» What you need to do: Show every line of the entries that contains the word "foliage", and treat uppercase and lowercase as different.

>>>

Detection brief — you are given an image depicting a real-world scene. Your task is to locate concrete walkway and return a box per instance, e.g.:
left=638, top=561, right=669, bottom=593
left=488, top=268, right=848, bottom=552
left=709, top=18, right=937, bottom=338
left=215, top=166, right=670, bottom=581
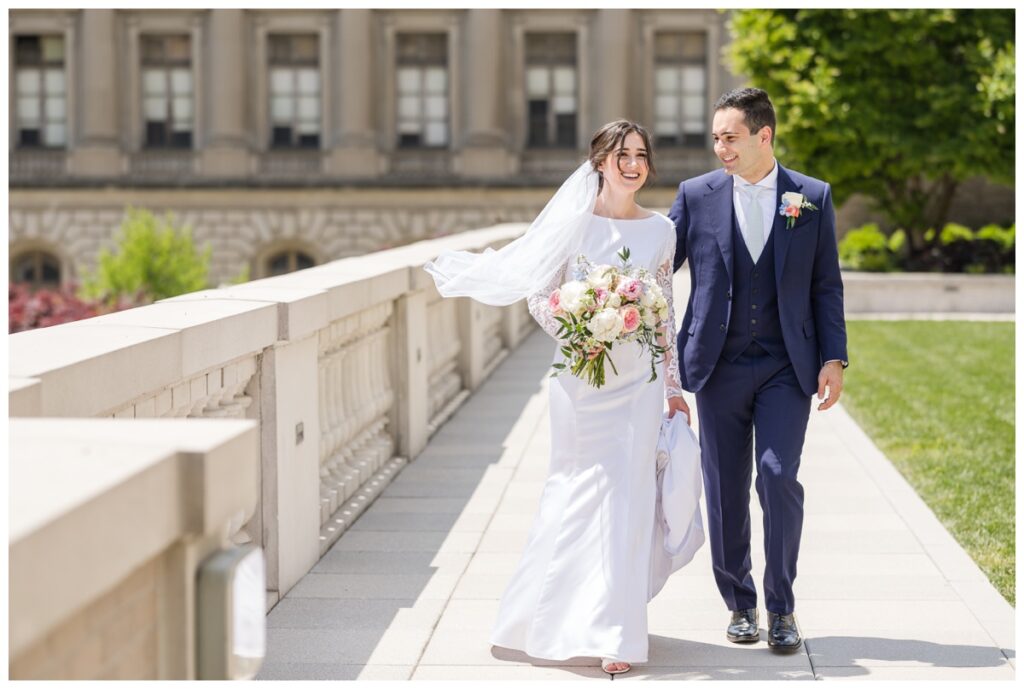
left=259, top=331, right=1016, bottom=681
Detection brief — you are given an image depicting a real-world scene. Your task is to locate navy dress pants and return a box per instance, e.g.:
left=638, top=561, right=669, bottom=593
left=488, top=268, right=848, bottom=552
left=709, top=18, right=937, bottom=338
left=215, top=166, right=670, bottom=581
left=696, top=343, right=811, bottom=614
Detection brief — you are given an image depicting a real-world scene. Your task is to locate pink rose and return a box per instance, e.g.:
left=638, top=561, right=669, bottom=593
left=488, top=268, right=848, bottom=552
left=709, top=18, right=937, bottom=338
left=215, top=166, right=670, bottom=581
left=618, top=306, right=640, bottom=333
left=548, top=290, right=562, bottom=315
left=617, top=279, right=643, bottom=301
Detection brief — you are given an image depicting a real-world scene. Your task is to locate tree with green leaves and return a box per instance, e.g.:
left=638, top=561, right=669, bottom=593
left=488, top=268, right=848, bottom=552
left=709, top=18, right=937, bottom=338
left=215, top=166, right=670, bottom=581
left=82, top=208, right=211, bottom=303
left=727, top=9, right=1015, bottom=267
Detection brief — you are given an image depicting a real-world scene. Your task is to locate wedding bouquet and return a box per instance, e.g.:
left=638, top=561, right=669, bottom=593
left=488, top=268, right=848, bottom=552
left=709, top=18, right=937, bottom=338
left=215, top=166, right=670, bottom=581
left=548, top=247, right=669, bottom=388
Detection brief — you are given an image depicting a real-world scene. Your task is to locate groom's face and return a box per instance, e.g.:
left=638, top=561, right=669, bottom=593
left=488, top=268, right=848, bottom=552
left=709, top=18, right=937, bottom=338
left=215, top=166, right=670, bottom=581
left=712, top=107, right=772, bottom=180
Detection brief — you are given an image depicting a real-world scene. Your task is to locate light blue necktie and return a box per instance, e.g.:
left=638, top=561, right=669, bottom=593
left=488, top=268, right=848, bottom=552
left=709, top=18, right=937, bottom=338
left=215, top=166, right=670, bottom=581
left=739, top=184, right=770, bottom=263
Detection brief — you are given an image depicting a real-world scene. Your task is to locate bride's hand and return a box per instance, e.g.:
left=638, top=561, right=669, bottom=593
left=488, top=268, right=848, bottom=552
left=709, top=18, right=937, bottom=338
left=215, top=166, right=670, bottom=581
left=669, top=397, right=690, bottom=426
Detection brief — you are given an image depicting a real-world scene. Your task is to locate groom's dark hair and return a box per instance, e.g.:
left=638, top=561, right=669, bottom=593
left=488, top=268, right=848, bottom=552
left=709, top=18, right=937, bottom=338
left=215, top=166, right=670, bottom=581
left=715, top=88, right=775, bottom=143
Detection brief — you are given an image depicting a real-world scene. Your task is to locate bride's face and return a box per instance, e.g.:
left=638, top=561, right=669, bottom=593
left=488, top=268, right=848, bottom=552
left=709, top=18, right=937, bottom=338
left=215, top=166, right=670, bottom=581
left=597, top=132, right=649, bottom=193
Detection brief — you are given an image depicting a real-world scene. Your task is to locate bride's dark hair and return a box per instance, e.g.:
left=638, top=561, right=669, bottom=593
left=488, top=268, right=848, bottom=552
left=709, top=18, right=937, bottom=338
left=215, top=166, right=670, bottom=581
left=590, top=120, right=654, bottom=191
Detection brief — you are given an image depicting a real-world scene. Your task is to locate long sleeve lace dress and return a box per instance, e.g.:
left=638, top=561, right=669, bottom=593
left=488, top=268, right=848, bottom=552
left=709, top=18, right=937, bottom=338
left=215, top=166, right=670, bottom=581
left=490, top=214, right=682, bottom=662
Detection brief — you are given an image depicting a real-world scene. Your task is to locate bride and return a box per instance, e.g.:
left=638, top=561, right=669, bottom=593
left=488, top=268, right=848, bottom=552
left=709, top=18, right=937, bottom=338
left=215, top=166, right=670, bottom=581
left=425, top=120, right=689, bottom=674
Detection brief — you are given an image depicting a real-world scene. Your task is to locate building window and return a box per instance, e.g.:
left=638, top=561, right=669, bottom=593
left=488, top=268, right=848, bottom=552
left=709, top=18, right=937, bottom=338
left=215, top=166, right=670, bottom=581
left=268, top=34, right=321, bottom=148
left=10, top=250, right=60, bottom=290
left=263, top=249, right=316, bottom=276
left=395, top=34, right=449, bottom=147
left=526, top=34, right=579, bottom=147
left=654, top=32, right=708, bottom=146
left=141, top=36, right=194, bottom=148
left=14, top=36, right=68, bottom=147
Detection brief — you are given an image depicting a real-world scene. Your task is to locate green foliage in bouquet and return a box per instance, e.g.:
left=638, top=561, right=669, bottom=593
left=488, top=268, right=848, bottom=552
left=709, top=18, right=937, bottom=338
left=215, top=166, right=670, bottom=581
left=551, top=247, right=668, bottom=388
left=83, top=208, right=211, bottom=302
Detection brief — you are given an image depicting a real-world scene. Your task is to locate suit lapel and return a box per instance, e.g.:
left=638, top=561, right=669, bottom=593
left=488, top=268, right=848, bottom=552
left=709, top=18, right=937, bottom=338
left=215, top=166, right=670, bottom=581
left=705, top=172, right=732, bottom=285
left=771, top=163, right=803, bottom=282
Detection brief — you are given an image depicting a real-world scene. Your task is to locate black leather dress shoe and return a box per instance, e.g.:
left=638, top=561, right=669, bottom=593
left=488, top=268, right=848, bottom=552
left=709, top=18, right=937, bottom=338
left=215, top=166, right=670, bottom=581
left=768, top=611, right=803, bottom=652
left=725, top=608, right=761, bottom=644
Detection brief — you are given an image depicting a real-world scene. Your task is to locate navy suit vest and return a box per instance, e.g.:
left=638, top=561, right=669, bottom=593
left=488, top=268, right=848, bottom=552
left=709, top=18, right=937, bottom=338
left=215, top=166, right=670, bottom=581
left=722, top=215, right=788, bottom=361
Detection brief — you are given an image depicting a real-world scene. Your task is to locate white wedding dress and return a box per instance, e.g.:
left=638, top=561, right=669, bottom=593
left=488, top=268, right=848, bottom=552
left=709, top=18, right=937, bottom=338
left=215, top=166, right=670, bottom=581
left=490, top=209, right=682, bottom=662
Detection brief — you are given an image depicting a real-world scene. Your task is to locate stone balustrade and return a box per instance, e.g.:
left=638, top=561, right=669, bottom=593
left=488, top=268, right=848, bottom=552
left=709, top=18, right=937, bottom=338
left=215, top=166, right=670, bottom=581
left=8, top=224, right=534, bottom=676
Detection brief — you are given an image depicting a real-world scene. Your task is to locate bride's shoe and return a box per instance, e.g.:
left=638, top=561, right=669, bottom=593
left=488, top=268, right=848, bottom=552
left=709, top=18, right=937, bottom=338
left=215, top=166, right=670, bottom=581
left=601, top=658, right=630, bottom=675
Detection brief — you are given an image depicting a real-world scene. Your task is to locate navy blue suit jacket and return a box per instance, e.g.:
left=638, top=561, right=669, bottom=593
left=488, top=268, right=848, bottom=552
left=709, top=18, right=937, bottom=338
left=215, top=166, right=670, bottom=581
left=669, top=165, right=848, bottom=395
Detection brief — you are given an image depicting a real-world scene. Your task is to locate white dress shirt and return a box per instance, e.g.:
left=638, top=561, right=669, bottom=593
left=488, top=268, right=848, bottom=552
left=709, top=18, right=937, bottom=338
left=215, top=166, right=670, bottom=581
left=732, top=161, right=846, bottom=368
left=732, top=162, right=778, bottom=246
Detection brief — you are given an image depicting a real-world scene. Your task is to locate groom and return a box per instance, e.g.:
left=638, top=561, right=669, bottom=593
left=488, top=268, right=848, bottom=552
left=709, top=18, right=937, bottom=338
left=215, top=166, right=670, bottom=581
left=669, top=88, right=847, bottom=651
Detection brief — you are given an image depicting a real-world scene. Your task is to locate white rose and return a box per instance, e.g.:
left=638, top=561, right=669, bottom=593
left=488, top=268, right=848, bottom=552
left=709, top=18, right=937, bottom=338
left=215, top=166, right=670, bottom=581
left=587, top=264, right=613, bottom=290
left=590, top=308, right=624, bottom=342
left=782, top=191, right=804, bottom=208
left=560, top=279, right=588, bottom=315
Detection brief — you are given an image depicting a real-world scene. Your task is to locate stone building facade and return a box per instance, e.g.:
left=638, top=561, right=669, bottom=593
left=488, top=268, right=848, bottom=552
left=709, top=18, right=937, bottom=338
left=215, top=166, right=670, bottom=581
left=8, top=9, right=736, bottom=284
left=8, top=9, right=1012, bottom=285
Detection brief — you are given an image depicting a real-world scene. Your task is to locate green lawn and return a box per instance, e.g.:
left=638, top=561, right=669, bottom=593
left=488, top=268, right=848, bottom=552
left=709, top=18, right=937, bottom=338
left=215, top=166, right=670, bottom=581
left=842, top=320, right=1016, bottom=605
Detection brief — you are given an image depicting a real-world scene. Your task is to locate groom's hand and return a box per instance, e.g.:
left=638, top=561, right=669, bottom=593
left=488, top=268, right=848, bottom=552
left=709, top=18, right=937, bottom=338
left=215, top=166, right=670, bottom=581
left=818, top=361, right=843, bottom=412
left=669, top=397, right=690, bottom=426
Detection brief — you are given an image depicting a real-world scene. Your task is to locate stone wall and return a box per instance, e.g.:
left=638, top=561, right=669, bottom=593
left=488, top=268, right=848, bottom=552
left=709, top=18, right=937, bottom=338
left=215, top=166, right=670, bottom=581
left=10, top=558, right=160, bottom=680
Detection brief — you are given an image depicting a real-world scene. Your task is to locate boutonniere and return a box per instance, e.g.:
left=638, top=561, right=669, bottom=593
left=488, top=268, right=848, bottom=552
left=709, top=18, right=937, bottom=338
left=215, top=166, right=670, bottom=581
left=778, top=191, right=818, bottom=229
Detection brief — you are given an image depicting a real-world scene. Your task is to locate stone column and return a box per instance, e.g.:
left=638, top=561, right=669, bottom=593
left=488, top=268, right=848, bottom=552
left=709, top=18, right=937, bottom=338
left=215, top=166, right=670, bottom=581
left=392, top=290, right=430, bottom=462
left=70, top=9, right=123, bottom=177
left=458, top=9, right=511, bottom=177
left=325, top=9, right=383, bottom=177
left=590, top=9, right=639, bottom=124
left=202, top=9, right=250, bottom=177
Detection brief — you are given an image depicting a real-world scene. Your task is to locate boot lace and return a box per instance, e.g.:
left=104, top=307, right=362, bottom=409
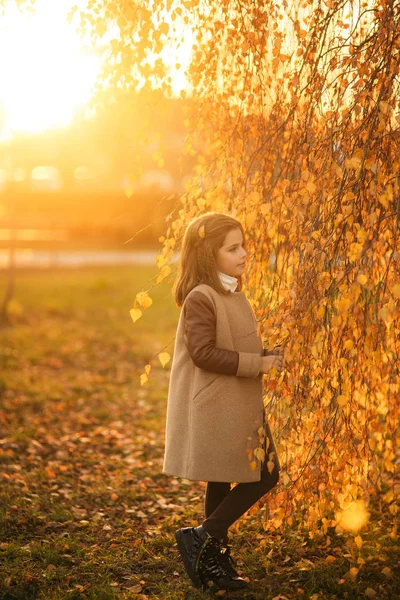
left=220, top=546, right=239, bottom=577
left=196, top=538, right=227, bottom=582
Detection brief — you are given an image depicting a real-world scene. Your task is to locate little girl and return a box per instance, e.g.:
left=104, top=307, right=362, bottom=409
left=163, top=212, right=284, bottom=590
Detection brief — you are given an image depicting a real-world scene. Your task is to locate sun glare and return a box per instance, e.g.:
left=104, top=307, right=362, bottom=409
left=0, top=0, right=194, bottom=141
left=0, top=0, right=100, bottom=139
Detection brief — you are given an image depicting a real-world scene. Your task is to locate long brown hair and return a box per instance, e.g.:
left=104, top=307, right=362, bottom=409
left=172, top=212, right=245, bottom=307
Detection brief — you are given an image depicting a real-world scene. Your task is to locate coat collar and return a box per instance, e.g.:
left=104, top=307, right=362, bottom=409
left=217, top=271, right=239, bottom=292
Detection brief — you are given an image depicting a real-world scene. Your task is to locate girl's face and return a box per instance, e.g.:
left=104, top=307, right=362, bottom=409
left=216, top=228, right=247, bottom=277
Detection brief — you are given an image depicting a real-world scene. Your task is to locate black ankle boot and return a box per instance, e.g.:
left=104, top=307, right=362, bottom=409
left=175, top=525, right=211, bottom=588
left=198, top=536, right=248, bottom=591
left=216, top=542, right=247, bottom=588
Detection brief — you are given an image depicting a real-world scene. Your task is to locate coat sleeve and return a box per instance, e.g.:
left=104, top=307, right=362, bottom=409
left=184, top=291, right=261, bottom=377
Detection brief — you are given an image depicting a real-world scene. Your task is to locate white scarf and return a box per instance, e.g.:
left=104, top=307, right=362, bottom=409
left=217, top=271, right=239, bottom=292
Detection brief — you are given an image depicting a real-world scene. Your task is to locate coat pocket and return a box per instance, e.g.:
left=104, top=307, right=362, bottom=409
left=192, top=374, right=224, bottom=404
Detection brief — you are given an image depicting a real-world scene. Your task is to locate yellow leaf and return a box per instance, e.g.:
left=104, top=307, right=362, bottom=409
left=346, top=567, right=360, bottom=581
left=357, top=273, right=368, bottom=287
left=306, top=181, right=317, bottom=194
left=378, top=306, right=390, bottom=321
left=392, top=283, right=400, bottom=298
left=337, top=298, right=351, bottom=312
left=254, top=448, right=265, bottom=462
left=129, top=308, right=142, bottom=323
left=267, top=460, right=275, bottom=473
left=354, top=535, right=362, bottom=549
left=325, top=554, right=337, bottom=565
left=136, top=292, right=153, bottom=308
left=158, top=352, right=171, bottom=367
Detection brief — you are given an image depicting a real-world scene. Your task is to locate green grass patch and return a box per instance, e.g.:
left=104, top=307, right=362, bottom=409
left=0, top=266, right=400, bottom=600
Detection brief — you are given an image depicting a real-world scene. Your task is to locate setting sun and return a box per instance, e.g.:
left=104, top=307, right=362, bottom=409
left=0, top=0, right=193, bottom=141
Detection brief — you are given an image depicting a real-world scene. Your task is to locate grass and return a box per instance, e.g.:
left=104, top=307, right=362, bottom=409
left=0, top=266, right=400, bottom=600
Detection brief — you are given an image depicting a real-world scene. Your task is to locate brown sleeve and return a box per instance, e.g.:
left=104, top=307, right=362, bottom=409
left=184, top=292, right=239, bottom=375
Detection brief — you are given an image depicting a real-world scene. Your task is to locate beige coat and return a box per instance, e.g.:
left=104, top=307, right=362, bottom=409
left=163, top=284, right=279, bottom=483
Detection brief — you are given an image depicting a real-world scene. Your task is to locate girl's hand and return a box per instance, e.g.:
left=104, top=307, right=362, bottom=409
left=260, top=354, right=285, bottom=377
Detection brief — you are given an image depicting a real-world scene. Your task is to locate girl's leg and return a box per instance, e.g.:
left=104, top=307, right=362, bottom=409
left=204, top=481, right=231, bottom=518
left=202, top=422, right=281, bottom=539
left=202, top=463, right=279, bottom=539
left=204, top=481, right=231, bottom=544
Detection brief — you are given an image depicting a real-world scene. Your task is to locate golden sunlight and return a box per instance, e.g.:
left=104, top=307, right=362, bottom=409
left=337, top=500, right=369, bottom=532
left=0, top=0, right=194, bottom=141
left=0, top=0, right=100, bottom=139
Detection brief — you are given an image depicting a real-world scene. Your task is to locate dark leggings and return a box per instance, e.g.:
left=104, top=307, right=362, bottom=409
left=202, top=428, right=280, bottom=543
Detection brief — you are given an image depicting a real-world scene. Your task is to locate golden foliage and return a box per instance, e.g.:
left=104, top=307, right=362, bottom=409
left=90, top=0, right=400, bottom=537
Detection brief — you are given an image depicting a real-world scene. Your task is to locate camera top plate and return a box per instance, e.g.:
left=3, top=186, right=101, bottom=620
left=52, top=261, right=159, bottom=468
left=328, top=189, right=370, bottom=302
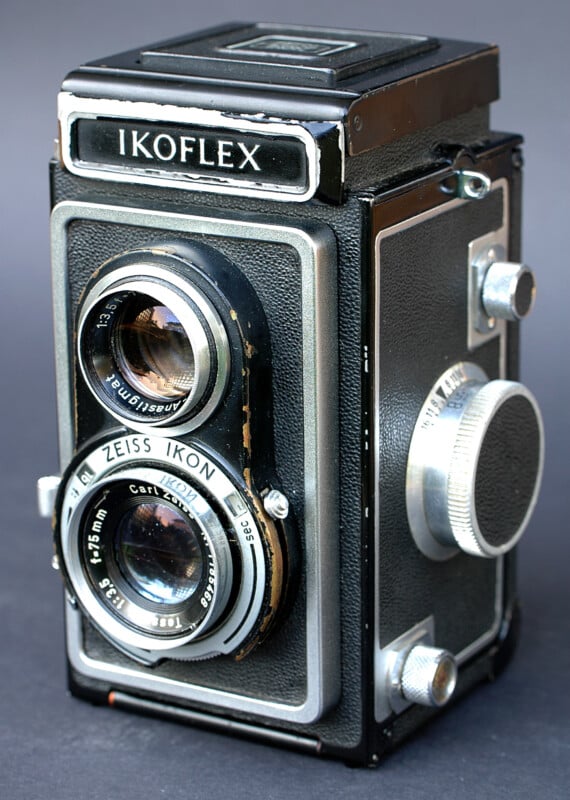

<<<

» Solution:
Detection brief — you are given an image depicting a real-world scene. Your task is to locate green foliage in bouquet and return a box per instance, e.g.:
Detection brief — you are given an image depicting a real-world scene. Your task is to locate golden foliage and return a box per instance, e.g.:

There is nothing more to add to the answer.